— To do —
Copy the lines of the listing below word for word, starting at the line that contains "locate: brown hair" and stopping after the last line of the listing.

— Extracted entries —
-- begin --

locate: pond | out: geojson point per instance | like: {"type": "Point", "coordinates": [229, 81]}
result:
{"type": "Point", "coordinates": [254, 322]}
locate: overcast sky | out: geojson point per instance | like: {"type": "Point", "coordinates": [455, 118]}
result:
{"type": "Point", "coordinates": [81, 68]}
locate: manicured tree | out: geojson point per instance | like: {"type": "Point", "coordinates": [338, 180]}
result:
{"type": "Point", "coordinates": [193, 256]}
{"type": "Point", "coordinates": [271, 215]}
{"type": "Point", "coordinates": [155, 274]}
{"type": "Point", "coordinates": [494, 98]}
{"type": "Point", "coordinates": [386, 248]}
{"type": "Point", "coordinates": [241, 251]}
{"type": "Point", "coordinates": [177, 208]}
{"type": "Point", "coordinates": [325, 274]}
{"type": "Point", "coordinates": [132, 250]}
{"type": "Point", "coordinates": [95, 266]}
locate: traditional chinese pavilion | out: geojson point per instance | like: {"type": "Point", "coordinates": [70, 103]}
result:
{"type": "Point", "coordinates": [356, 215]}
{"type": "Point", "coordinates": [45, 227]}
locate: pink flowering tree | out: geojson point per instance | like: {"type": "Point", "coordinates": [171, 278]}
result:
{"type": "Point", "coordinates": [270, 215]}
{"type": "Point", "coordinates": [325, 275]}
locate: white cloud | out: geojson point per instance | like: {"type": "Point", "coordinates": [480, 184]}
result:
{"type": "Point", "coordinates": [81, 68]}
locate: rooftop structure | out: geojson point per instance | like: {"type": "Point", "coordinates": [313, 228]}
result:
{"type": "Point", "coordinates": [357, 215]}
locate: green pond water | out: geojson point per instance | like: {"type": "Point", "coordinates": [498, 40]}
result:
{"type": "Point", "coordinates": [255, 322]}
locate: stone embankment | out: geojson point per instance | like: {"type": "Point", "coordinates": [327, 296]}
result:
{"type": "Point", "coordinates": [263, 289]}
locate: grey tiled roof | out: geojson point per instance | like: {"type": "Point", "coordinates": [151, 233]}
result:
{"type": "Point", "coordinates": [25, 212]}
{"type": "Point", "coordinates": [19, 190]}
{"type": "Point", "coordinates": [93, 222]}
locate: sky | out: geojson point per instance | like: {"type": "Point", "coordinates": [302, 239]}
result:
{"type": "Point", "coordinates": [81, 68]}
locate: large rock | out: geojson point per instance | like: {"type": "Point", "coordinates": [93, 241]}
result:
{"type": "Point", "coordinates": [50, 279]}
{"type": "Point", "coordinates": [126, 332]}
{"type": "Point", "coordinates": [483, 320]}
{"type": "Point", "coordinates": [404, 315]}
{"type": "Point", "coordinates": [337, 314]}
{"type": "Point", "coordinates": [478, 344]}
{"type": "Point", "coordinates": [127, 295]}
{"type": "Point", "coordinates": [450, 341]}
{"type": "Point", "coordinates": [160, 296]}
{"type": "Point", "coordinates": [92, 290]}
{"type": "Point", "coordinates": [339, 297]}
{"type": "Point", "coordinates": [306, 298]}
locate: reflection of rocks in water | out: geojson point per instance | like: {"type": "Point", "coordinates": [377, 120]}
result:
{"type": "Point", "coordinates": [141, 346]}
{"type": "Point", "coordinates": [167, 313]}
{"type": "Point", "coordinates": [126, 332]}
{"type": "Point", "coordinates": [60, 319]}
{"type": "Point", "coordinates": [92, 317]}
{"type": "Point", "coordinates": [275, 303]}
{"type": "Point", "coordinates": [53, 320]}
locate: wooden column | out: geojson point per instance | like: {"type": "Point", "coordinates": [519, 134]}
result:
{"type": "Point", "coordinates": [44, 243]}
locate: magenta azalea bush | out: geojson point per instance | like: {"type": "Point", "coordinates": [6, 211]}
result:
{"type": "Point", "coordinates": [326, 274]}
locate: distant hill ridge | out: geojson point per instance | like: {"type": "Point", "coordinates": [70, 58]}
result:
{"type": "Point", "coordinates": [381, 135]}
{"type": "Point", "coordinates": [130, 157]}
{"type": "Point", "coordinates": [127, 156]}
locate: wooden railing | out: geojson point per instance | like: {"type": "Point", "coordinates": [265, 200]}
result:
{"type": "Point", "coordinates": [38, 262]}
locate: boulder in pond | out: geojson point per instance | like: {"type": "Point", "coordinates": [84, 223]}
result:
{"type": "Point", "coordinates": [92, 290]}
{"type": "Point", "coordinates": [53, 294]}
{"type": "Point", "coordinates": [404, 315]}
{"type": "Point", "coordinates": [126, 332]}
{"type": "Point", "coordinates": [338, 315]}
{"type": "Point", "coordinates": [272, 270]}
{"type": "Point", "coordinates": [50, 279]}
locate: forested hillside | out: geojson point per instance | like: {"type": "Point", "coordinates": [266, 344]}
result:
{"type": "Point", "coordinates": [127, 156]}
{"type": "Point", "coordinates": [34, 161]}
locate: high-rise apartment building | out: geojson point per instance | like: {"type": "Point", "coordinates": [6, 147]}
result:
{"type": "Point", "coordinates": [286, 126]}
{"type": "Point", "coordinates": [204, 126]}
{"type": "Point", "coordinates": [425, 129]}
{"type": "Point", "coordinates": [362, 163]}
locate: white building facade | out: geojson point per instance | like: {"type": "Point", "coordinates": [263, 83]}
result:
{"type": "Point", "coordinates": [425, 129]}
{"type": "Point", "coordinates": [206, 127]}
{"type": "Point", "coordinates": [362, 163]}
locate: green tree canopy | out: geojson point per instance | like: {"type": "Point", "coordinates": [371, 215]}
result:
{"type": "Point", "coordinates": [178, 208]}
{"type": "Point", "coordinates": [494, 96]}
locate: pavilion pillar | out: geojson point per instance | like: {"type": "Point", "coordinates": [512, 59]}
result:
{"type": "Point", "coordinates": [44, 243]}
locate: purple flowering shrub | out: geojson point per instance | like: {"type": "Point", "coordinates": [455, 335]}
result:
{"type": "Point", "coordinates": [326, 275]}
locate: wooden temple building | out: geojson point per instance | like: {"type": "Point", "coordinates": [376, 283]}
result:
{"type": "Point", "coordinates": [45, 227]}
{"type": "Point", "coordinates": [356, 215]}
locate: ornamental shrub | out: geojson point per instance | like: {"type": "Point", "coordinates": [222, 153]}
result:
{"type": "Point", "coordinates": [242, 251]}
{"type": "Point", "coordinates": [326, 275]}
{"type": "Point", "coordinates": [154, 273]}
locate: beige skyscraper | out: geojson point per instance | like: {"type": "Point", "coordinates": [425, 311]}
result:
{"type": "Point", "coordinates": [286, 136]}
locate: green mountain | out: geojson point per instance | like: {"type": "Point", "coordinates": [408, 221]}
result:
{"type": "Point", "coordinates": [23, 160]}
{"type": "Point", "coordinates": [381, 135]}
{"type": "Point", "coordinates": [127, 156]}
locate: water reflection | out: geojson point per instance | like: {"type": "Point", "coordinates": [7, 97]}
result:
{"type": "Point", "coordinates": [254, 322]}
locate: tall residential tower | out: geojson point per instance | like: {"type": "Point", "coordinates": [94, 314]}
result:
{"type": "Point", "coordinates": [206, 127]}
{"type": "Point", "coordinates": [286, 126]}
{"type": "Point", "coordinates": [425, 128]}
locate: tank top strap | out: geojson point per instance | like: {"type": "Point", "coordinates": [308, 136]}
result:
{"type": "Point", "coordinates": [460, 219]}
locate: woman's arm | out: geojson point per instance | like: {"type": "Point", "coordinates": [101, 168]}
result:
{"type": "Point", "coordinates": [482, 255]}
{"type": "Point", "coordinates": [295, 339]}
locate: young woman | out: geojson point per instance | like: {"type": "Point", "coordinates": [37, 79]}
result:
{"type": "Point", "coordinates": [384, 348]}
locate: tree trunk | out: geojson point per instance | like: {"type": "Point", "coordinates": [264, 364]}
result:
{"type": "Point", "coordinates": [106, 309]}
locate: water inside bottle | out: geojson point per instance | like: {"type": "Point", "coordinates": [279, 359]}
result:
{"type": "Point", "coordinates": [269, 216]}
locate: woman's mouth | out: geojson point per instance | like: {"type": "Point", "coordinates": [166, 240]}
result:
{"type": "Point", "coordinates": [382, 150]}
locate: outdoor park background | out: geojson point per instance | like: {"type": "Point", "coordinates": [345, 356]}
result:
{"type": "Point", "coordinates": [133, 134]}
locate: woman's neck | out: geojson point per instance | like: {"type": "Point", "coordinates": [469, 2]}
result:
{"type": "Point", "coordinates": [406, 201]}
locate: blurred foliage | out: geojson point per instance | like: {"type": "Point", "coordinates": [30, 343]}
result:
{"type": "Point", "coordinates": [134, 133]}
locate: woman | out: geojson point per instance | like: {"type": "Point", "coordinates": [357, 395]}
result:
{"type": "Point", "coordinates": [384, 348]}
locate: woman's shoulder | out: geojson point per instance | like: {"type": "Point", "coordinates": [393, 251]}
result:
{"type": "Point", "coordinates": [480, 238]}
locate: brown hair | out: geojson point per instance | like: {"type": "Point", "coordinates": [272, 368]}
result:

-- end --

— Solution for this exercise —
locate: brown hair | out: geojson point per instance | like: {"type": "Point", "coordinates": [272, 368]}
result:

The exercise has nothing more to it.